引用文.
いったい何が彼を”神”から”悪魔”へと引きずり
下ろしたのかといえば、一般に言われている
のが、オルレアンの戦いなどの戦線で大いに
助けて戦った聖少女ジャンヌ・ダルクが
ついにイングランド王によって火あぶりの
刑にされてしまったこと。
👉“神の声”を聴いてフランスを救いながら
裁判で「魔女」にされ、火あぶりになって
しまったジャンヌ・ダルク。
リュック・ベッソン監督の映画『ジャンヌ
・ダルク』(後で動画もお見せします)を
含め、詳細はこちらをご参照ください。
・ジャンヌダルク(映画)のあらすじ 姉へのグロい仕打ちも史実通り?
ジルは元来、信仰にも芸術にも至高のものを
求めたディレッタント(趣味人)で、ジャンヌ
の死の4年後にも「オルレアン攻防の秘蹟劇」
という豪壮な祝典劇をプロデュースした
ほどでした。
その心の空洞ににやがて”悪魔”が入り込んで
しまった…ということなのかもしれません。
道を狂わせてしまったのは錬金術師に誘導
された「黒魔術」だと見られています。
もともと両親の早逝により祖父のもとで
我儘放題に育ったという成育歴や、また
もともと持っていたらしい同性愛的傾向も
彼の逸脱を後押ししたようです。
👉同性愛は今でこそ広く受け入れられて
きていますが、当時のヨーロッパでは
立派な犯罪。
サド侯爵(1740-1812)とかオスカー・
ワイルド(1854-1900)とかはその罪で
投獄されたことで有名です。
ただジルの時代、騎士同士の男色はむしろ
奨励されていたともいわれます
(東方女性との接触による病気の
予防のため)。
金目当てで取り入ってきた錬金術師の勧めで
「黒魔術」を実践するようになったジルは、
やがて男の子を誘拐しては惨殺するという
“悪魔”の所業を楽しむようになって
しまいます。

演習問題.
1) ジルを扱った引用文から、次の一文を英語に訳しなさい。「道を狂わせてしまったのは錬金術師に誘導された「黒魔術」だと見られています。」
2) ジルを扱った引用文の内容を二文でまとめなさい。
3) ジルを扱った引用文を、最後の文の後から書き継ぎなさい。

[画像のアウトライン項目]
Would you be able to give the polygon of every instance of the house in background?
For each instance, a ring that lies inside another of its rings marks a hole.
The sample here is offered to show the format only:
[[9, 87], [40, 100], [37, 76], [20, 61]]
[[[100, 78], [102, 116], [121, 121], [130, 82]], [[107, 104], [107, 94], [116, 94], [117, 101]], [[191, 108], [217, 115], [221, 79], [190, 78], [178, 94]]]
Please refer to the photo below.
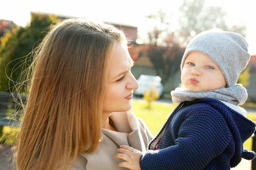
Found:
[[[49, 14], [55, 15], [59, 19], [65, 19], [71, 18], [78, 18], [72, 16], [66, 16], [63, 15], [46, 13], [39, 11], [30, 11], [30, 15], [31, 16], [32, 16], [33, 15], [47, 15]], [[111, 24], [117, 28], [122, 30], [125, 32], [126, 37], [128, 38], [129, 40], [135, 42], [137, 39], [138, 27], [133, 26], [129, 26], [128, 24], [122, 24], [119, 23], [110, 22], [108, 21], [105, 21], [105, 22]]]

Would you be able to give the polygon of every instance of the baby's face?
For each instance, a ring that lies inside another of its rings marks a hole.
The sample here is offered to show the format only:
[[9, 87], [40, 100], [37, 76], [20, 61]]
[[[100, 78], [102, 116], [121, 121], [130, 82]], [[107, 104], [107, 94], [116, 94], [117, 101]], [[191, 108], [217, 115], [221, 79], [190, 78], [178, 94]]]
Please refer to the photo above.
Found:
[[200, 91], [226, 86], [226, 80], [217, 65], [207, 55], [188, 54], [181, 71], [181, 83], [188, 91]]

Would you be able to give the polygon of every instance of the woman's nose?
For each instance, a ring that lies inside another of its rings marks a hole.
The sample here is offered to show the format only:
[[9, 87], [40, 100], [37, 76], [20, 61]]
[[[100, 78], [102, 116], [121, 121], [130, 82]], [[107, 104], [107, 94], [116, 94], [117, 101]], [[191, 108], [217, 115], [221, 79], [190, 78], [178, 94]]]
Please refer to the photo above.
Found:
[[201, 75], [202, 73], [199, 68], [193, 68], [191, 71], [191, 74], [194, 75]]
[[130, 78], [129, 81], [126, 84], [126, 88], [128, 89], [138, 89], [139, 88], [139, 82], [133, 76], [133, 74], [131, 73]]

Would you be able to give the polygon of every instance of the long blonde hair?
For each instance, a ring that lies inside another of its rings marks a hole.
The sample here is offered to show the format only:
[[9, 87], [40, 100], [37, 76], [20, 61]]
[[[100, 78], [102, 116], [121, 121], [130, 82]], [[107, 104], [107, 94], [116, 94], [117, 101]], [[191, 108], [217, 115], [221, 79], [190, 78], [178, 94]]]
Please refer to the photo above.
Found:
[[36, 49], [15, 156], [18, 170], [67, 168], [101, 138], [110, 56], [123, 33], [102, 22], [69, 19]]

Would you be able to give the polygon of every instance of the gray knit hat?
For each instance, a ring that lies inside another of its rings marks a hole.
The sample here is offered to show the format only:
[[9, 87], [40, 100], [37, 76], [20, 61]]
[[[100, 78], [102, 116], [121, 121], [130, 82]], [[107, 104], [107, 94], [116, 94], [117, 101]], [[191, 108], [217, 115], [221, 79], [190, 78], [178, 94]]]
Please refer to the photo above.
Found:
[[213, 29], [195, 36], [188, 43], [181, 60], [181, 69], [188, 54], [199, 52], [209, 56], [223, 73], [228, 87], [236, 84], [247, 66], [250, 55], [248, 44], [240, 34]]

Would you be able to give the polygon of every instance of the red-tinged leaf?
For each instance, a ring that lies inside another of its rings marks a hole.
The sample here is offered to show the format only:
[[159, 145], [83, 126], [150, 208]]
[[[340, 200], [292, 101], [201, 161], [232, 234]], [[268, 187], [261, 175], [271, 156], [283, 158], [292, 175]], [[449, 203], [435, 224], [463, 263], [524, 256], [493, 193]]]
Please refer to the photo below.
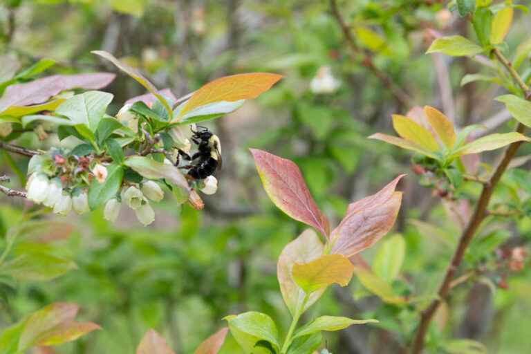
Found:
[[136, 354], [175, 354], [168, 345], [166, 339], [155, 330], [150, 329], [144, 335]]
[[56, 346], [75, 340], [82, 335], [84, 335], [97, 329], [100, 329], [100, 327], [93, 322], [68, 321], [41, 335], [38, 344], [41, 346]]
[[428, 150], [426, 150], [420, 145], [418, 145], [405, 139], [402, 139], [402, 138], [389, 136], [387, 134], [382, 134], [381, 133], [375, 133], [369, 136], [369, 138], [383, 141], [389, 144], [392, 144], [393, 145], [397, 146], [398, 147], [405, 149], [406, 150], [411, 150], [412, 151], [417, 152], [422, 155], [425, 155], [426, 156], [429, 156], [432, 158], [437, 158], [437, 156], [434, 153], [429, 151]]
[[227, 337], [228, 332], [229, 328], [227, 327], [218, 330], [201, 343], [194, 352], [194, 354], [218, 354], [221, 346], [225, 342], [225, 337]]
[[[159, 91], [158, 93], [164, 97], [171, 98], [174, 101], [177, 100], [177, 97], [175, 97], [175, 95], [174, 95], [174, 93], [171, 92], [171, 90], [169, 88], [163, 88]], [[133, 104], [135, 102], [142, 102], [145, 103], [148, 106], [151, 107], [156, 101], [157, 101], [157, 97], [156, 97], [152, 93], [146, 93], [145, 95], [129, 98], [125, 101], [125, 104]]]
[[[324, 246], [315, 232], [308, 229], [288, 243], [280, 254], [279, 263], [277, 264], [277, 277], [279, 279], [282, 297], [292, 315], [302, 306], [305, 296], [303, 290], [295, 283], [292, 277], [293, 265], [296, 263], [306, 263], [317, 259], [323, 254], [324, 248]], [[303, 310], [315, 304], [324, 292], [324, 289], [312, 293]]]
[[306, 294], [326, 288], [334, 283], [346, 286], [354, 266], [342, 254], [324, 254], [311, 262], [293, 265], [292, 275]]
[[250, 150], [271, 201], [290, 217], [328, 236], [328, 220], [315, 204], [297, 165], [261, 150]]
[[371, 247], [389, 232], [402, 202], [402, 193], [394, 191], [401, 178], [349, 206], [339, 225], [332, 232], [332, 253], [351, 257]]
[[270, 73], [237, 74], [220, 77], [195, 91], [179, 111], [183, 116], [192, 109], [220, 101], [234, 102], [258, 97], [269, 90], [282, 75]]

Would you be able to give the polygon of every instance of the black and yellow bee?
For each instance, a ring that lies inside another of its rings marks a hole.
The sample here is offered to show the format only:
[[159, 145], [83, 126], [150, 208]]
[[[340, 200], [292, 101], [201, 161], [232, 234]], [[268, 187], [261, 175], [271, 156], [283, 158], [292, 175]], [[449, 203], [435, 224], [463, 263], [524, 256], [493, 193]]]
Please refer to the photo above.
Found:
[[185, 160], [192, 162], [184, 167], [189, 169], [187, 176], [201, 180], [213, 175], [221, 168], [221, 143], [219, 138], [205, 127], [198, 126], [198, 130], [192, 131], [192, 141], [197, 145], [198, 151], [190, 156], [179, 150], [179, 154]]

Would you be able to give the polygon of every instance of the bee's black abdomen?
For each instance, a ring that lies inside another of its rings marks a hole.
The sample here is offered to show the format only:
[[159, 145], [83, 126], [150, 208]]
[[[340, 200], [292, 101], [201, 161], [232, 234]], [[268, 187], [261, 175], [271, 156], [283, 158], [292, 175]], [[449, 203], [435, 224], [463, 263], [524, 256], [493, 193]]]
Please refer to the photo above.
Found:
[[194, 179], [202, 180], [214, 174], [218, 167], [218, 161], [212, 157], [201, 161], [188, 171], [188, 175]]

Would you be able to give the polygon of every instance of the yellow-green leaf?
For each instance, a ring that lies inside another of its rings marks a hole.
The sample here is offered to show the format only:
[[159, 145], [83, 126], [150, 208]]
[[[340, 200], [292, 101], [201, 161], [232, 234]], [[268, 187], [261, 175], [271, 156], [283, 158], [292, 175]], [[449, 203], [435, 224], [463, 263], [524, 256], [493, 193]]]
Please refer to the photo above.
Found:
[[407, 140], [414, 142], [429, 151], [439, 150], [439, 145], [431, 133], [412, 119], [393, 114], [393, 127], [399, 136]]
[[310, 263], [293, 265], [292, 275], [306, 294], [336, 283], [346, 286], [352, 277], [354, 266], [342, 254], [325, 254]]
[[499, 44], [505, 38], [512, 23], [512, 8], [505, 8], [498, 11], [492, 19], [490, 31], [490, 42]]
[[220, 77], [195, 91], [179, 111], [179, 117], [209, 103], [255, 98], [269, 90], [281, 77], [282, 75], [270, 73], [237, 74]]
[[389, 136], [387, 134], [382, 134], [381, 133], [376, 133], [369, 136], [369, 138], [374, 139], [376, 140], [381, 140], [389, 144], [392, 144], [393, 145], [397, 146], [398, 147], [405, 149], [406, 150], [411, 150], [412, 151], [417, 152], [422, 155], [425, 155], [432, 158], [437, 158], [437, 156], [434, 153], [423, 149], [421, 146], [415, 144], [414, 142], [406, 140], [402, 138]]
[[456, 132], [450, 120], [434, 107], [425, 106], [424, 113], [429, 124], [438, 136], [440, 141], [447, 147], [451, 147], [456, 143]]
[[449, 36], [434, 41], [426, 54], [442, 53], [453, 57], [475, 55], [483, 51], [483, 48], [463, 36]]

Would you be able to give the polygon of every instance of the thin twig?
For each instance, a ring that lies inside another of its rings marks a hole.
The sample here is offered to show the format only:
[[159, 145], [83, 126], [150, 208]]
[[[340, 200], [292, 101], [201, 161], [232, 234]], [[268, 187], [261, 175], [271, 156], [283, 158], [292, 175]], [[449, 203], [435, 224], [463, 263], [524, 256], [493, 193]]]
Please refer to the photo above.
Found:
[[[522, 89], [525, 97], [528, 100], [531, 100], [531, 92], [530, 91], [529, 88], [525, 83], [523, 82], [518, 73], [513, 68], [510, 62], [509, 62], [497, 48], [493, 50], [493, 53], [498, 60], [505, 67], [512, 78]], [[525, 130], [525, 127], [521, 123], [519, 123], [516, 131], [518, 133], [523, 133]], [[465, 252], [482, 221], [487, 215], [487, 208], [489, 205], [490, 198], [492, 196], [492, 194], [494, 193], [494, 188], [501, 178], [501, 176], [503, 175], [503, 173], [507, 169], [507, 166], [509, 166], [511, 160], [514, 157], [518, 148], [520, 147], [522, 142], [523, 142], [521, 141], [518, 141], [509, 145], [503, 153], [503, 157], [502, 158], [501, 161], [500, 161], [494, 173], [489, 180], [489, 183], [483, 185], [483, 189], [481, 191], [481, 194], [476, 205], [476, 209], [474, 212], [474, 214], [470, 218], [467, 227], [463, 230], [461, 237], [459, 239], [459, 243], [457, 245], [457, 248], [456, 248], [454, 255], [452, 256], [451, 261], [446, 270], [444, 279], [439, 287], [438, 292], [438, 296], [437, 299], [431, 301], [429, 306], [420, 314], [420, 323], [417, 328], [417, 331], [411, 344], [411, 354], [419, 354], [422, 352], [422, 348], [424, 348], [425, 337], [428, 331], [429, 324], [440, 303], [448, 296], [449, 290], [451, 290], [452, 280], [454, 279], [454, 277], [459, 268], [459, 266], [461, 264]]]
[[6, 151], [12, 152], [29, 157], [32, 157], [34, 155], [39, 155], [41, 153], [40, 152], [35, 150], [30, 150], [25, 147], [17, 147], [17, 145], [3, 142], [3, 141], [0, 141], [0, 149], [3, 149]]
[[330, 7], [332, 15], [335, 18], [339, 27], [341, 27], [341, 30], [343, 31], [343, 35], [345, 38], [345, 41], [352, 50], [352, 53], [353, 55], [362, 55], [363, 59], [362, 60], [362, 64], [369, 68], [375, 76], [380, 79], [384, 86], [389, 90], [395, 99], [400, 104], [407, 107], [413, 106], [413, 100], [409, 95], [400, 87], [397, 86], [385, 73], [376, 67], [373, 61], [371, 53], [357, 46], [352, 35], [352, 32], [351, 32], [351, 28], [346, 24], [339, 12], [336, 0], [330, 0]]

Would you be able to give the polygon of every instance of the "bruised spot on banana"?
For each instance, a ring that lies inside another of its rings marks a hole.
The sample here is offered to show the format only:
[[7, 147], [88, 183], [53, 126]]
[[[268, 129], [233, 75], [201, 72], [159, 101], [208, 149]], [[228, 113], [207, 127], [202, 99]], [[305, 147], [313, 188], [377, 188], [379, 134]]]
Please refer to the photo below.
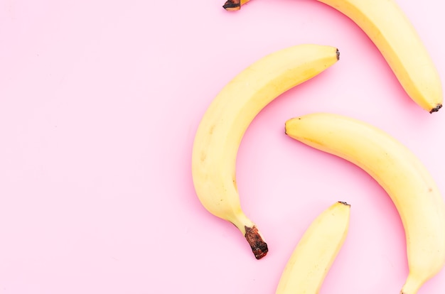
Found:
[[[402, 143], [363, 121], [313, 113], [286, 121], [289, 137], [345, 159], [387, 192], [406, 235], [409, 274], [402, 294], [415, 294], [445, 264], [445, 202], [426, 167]], [[384, 164], [383, 164], [384, 163]]]
[[[269, 102], [335, 64], [338, 50], [301, 44], [274, 52], [252, 63], [213, 100], [196, 131], [192, 178], [196, 195], [211, 214], [232, 223], [257, 259], [269, 249], [259, 230], [241, 208], [236, 184], [238, 148], [249, 125]], [[212, 130], [212, 131], [209, 131]]]
[[[229, 0], [227, 10], [238, 10], [247, 1]], [[415, 103], [430, 114], [442, 107], [437, 69], [415, 28], [395, 0], [317, 1], [343, 13], [363, 31]]]

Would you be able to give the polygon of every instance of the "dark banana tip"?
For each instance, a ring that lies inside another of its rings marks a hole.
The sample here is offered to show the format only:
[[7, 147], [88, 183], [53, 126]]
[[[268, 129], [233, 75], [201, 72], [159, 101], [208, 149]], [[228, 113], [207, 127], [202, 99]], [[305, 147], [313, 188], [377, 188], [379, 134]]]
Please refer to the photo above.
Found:
[[241, 0], [227, 0], [222, 8], [227, 11], [240, 10], [241, 8]]
[[436, 107], [434, 107], [432, 109], [431, 109], [429, 113], [432, 114], [433, 112], [437, 112], [437, 111], [439, 111], [439, 109], [440, 109], [441, 108], [442, 108], [442, 104], [437, 104], [437, 105], [436, 105]]
[[245, 236], [247, 242], [249, 242], [249, 245], [250, 245], [252, 252], [255, 256], [255, 258], [262, 258], [267, 254], [269, 249], [267, 248], [267, 244], [259, 234], [258, 229], [255, 226], [253, 226], [252, 228], [245, 227], [245, 229], [246, 229]]
[[350, 205], [349, 203], [345, 202], [344, 201], [338, 201], [338, 203], [341, 203], [343, 205], [350, 206]]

課題別の解答.
1) It is believed that what led him astray was "black magic," into which he was steered by an alchemist.

2) ジルを"神"から"悪魔"へと引きずり下ろした原因として一般に挙げられるのは、ジャンヌ・ダルクがイングランド王によって火あぶりの刑にされたことであり、彼の道を狂わせたのは錬金術師に誘導された「黒魔術」だと見られている。祖父のもとで我儘放題に育った成育歴や同性愛的傾向も逸脱を後押しし、やがて彼は男の子を誘拐しては惨殺する"悪魔"の所業を楽しむようになった。

3)
その地方で突然消える少年の数が
とんでもないことになってしまい、
いくらなんでもそりゃバレるわな…と。
👉「黒魔術」とか「黒ミサ」とかは要するに
通常のキリスト教信仰における”神”を
その陰画としての”悪魔”に入れ替えて
しまう背教的・涜神的行為。
サドを含む西洋文学の世界に連綿と流れ、
映画でも追求されているテーマですね。
関連する作品について情報提供しています
ので、こちらなどをご参照ください。
・ゲーテ ファウストのあらすじ 名言「時よ止まれ」の意味は?
・ローズマリーの赤ちゃんのネタバレ 戦慄の結末は原作でしか読めない!
・オーメンのあらすじ【ネタバレあり】映画も小説も全部丸わかり
・エクソシスト(映画)のネタバレ ❔…な部分を原作小説で補うと
さてそんなわけで、ジルの場合は惨殺の
対象が妻でなく男の子たちだったわけ
ですが、童話ではもちろん、そこまで
同じにして子供を怖がらせたりは
しません。
子供向けである以上、性的嗜好を含め、
あくまで「正しい」ことを教える
ストーリーになっている必要があります。
だから童話『青髯』はむしろ女の子の
生き方を教えるお話になっている次第で、
特に1話ごとに「教訓」がつけられる
『ペロー童話集』の方では終わりに
《女性は「好奇心」に負けてはいけない》
という教訓がつけられています。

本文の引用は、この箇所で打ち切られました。